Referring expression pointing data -
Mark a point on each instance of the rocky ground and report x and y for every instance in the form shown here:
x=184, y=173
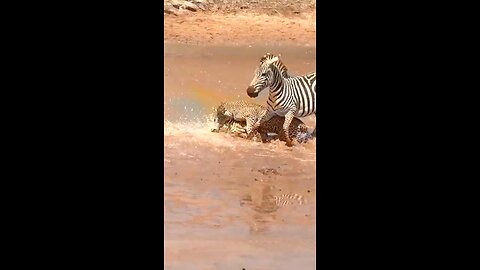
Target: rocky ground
x=240, y=22
x=269, y=7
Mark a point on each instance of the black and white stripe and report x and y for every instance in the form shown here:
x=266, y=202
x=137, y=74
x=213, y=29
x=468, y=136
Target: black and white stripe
x=289, y=96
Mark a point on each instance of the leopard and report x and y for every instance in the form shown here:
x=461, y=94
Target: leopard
x=240, y=111
x=297, y=129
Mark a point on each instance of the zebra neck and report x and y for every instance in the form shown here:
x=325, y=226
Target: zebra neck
x=278, y=82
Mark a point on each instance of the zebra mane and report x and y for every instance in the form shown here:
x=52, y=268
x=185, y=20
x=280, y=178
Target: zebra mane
x=271, y=59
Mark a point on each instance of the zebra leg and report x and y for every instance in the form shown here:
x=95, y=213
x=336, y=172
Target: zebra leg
x=286, y=126
x=314, y=132
x=252, y=128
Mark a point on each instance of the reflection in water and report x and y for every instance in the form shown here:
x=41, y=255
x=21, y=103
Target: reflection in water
x=264, y=200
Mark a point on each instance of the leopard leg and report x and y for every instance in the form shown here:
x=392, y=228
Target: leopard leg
x=286, y=126
x=253, y=123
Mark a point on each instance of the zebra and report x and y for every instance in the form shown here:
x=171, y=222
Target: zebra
x=289, y=96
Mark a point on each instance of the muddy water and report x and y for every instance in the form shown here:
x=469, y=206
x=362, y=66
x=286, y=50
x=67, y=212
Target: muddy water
x=225, y=205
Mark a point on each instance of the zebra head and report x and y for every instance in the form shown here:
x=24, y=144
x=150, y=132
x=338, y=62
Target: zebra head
x=263, y=76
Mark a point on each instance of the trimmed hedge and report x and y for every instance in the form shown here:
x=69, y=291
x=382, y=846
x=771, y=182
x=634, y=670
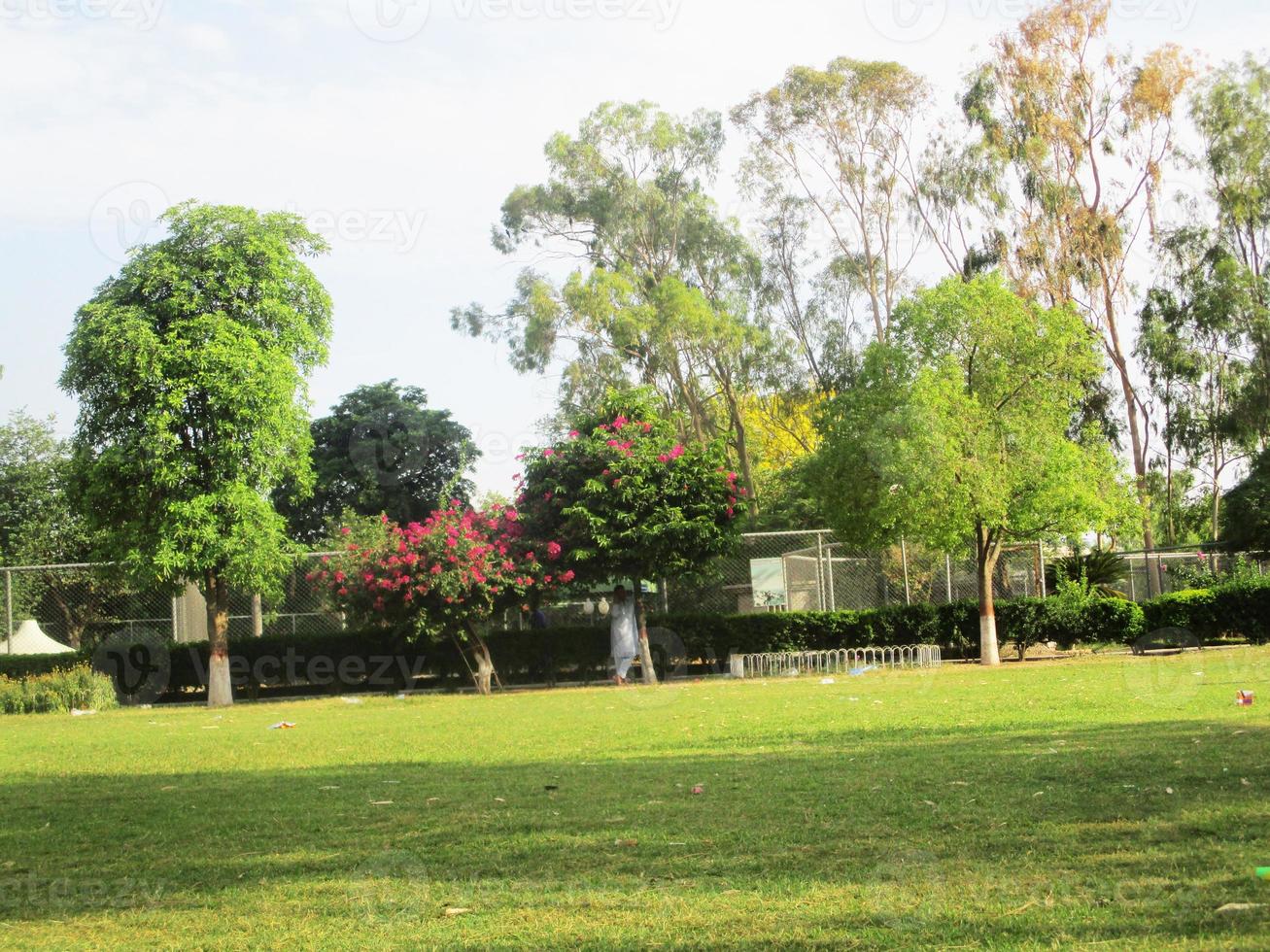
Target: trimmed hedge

Task prompt - Retype the entries verbatim and drop the pictures.

Exercise solution -
Mark a point on each instance of the rocky ground and report x and y for every instance in the form shown here:
x=184, y=173
Target: rocky ground
x=240, y=22
x=269, y=7
Mark a point on each instance of the black and white stripe and report x and y for every instance in the form shown here:
x=266, y=202
x=137, y=74
x=213, y=29
x=468, y=136
Target: black and white stripe
x=289, y=96
Mark a point on each instance of the leopard and report x and y for every instance in the form shown here:
x=461, y=94
Target: leopard
x=240, y=111
x=297, y=129
Mark a point on each instance of the zebra neck and report x and y for every instance in the form shown here:
x=325, y=226
Target: zebra neck
x=278, y=82
Mark a point on each instance of the zebra mane and report x and y for every instance in the form shown here:
x=52, y=268
x=185, y=20
x=280, y=178
Target: zebra mane
x=271, y=59
Mark a point on each instance of the zebra leg and report x and y for every instance in the form shown here:
x=95, y=213
x=336, y=172
Target: zebra leg
x=286, y=126
x=314, y=132
x=252, y=128
Mark a point on each instance of the reflection in water and report x and y for every instance in the form shown here:
x=41, y=255
x=21, y=103
Target: reflection in water
x=264, y=200
Mark a point on each instance of the leopard leg and report x and y for every instance in the form shown here:
x=392, y=228
Target: leopard leg
x=286, y=126
x=253, y=123
Mark a point on each instance of the zebra and report x and y for every instance in the form shown here:
x=171, y=222
Target: zebra
x=289, y=96
Mark a point on each instance of the muddy water and report x and y for every instance in the form shown here:
x=469, y=206
x=362, y=66
x=286, y=50
x=67, y=212
Target: muddy water
x=225, y=205
Mark a point on each instance of the zebra head and report x and y for every instance in the form shown here:
x=24, y=144
x=150, y=132
x=338, y=62
Target: zebra head
x=263, y=76
Mark a point on each instance of the trimmed hedge and report x and y for every instance in the form shown here:
x=69, y=291
x=382, y=846
x=771, y=182
x=634, y=670
Target: trimmed hedge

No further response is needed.